Please give, word for word, the line containing "per_instance = true" and every line that comes after it in the data below.

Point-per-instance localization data
□ □ □ □ □
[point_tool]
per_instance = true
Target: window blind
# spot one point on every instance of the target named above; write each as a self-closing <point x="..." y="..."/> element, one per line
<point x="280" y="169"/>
□ □ □ □ □
Output below:
per_instance = true
Target: window blind
# spot one point on every instance of the target named above; write each as a self-closing <point x="..." y="..."/> element, one per line
<point x="280" y="169"/>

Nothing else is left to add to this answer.